AUFGABE A: Schreiben Sie aus dem Text über die Berliner SPD wortgetreu den Teil ab, der mit den Worten „Die dritte Hürde, die“ anfängt und mit „die Wahl gehen.“ aufhört.
AUFGABE B: Führen Sie bitte den Text über die Berliner SPD im Anschluss an seinen letzten Satz weiter.

TEXTABSCHNITT:
--

Die dritte Hürde, die sie überwinden müsste, ist die politische Stimmung in der Stadt. Die große Mehrzahl der Berliner weiß mit den Sozialdemokraten nicht mehr viel anzufangen. Die SPD liegt seit einem Jahr in den Umfragen bei 15 bis 17 Prozent, hinter Grünen und Linken und gleichauf mit der CDU. Wenn eine SPD-Spitzenkandidatin Giffey den Hauch einer Chance haben will, muss sie im nächsten Wahlkampf die Grünen überholen, die seit Juni in Umfragen stabil bei 24 bis 27 Prozent liegen. Das ist nicht unmöglich, als volksnahe und charismatische Wahlkämpferin wird Giffey nicht nur in der SPD eine erfolgreiche Aufholjagd zugetraut. Entscheidend dürfte sein, mit welchem Personal die Grünen in die Wahl gehen.
Könnte Giffey auch den Landesvorsitz der Berliner SPD übernehmen?
Im April 2016 eroberte der Regierende Bürgermeister Müller den Landesvorsitz zurück, den er vier Jahre zuvor an den Parteilinken Jan Stöß verloren hatte. Bei der letzten Vorstandswahl 2018 wurde er mit nur 65 Prozent der Stimmen im Amt bestätigt. Doch am 16. Mai 2020, wenn der Landesvorstand neu gewählt wird, könnte es zum Schwur kommen. Es ist mit einer Doppelspitze zu rechnen, der Giffey angehören könnte – falls sie bereit ist, sich auf den schwierigen und schwer kalkulierbaren Berliner Landesverband einzulassen.

--

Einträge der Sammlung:
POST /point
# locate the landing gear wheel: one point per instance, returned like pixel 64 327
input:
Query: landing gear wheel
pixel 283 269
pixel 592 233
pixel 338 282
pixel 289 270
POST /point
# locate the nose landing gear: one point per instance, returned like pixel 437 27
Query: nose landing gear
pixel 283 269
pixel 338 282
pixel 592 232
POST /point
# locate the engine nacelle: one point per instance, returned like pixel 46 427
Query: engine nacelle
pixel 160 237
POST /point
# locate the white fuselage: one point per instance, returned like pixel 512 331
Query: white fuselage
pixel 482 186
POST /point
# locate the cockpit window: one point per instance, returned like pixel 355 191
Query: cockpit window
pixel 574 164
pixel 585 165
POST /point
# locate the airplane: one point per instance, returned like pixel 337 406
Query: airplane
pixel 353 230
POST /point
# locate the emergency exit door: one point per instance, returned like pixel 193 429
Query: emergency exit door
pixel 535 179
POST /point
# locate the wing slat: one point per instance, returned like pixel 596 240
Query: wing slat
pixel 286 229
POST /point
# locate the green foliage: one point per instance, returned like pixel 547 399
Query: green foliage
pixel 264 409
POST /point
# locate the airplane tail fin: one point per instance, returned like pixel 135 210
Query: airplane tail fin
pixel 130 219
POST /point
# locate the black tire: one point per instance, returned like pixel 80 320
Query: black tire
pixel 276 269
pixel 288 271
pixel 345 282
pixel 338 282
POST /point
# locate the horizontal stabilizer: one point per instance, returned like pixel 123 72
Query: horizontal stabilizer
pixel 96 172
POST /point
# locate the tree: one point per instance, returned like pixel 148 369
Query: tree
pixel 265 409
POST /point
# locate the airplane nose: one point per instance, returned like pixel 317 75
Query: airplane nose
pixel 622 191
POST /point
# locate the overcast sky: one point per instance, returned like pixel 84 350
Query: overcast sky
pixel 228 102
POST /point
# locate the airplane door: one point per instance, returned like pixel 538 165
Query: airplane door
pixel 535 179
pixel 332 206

--

ERWARTETE ANTWORT A:
Die dritte Hürde, die sie überwinden müsste, ist die politische Stimmung in der Stadt. Die große Mehrzahl der Berliner weiß mit den Sozialdemokraten nicht mehr viel anzufangen. Die SPD liegt seit einem Jahr in den Umfragen bei 15 bis 17 Prozent, hinter Grünen und Linken und gleichauf mit der CDU. Wenn eine SPD-Spitzenkandidatin Giffey den Hauch einer Chance haben will, muss sie im nächsten Wahlkampf die Grünen überholen, die seit Juni in Umfragen stabil bei 24 bis 27 Prozent liegen. Das ist nicht unmöglich, als volksnahe und charismatische Wahlkämpferin wird Giffey nicht nur in der SPD eine erfolgreiche Aufholjagd zugetraut. Entscheidend dürfte sein, mit welchem Personal die Grünen in die Wahl gehen.

ERWARTETE ANTWORT B:
Vielleicht ist ihr eine strategisch wichtige Rolle im SPD-Bundesvorstand lieber. Klaus Wowereit hatte es stets zu vermeiden gewusst, neben dem Amt des Regierenden auch den Vorsitz der Berliner SPD zu übernehmen und arbeitete stattdessen darauf hin, 2009 für vier Jahre stellvertretender Parteichef der Sozialdemokraten zu werden.
Wäre es für Franziska Giffey im Land Brandenburg einfacher?
Bequemer wäre es für sie in jedem Fall. Als die Bundesfamilienministerin noch fürchten musste, den Doktortitel zu verlieren und anschließend das Regierungsamt, galt ein Platz im neuen Kenia-Kabinett Woidkes als mögliche Rückfallposition. Das hat sich nun erledigt. Doch umworben wird Giffey, in Frankfurt/Oder geboren und in einem Dorf bei Fürstenwalde aufgewachsen, von den Brandenburger Genossen schon lange. Sie gilt als „Landeskind“, außerdem sind auch in der Brandenburger SPD Nachwuchstalente selten. Politisch und mental würde sie besser in den dortigen Landesverband passen als nach Berlin.
Warum steigt Giffey eigentlich nicht ins Rennen um den SPD-Vorsitz ein?
Im Juni warf Franziska Giffey einen Stein ins Wasser. Die Menschen wollten keine „Miesepeter“, sondern gut gelaunte Politiker, erklärte die stets gut gelaunte Politikerin in einem Interview. Viele Sozialdemokraten meinten, die Ministerin wolle austesten, ob sie als Vorsitzenden-Kandidatin willkommen sei. Viele lobten sie. Wenige Wochen später sagte sie ab: Das offene Verfahren um die unter Plagiatsverdacht stehende Doktorarbeit wolle sie der SPD nicht zumuten.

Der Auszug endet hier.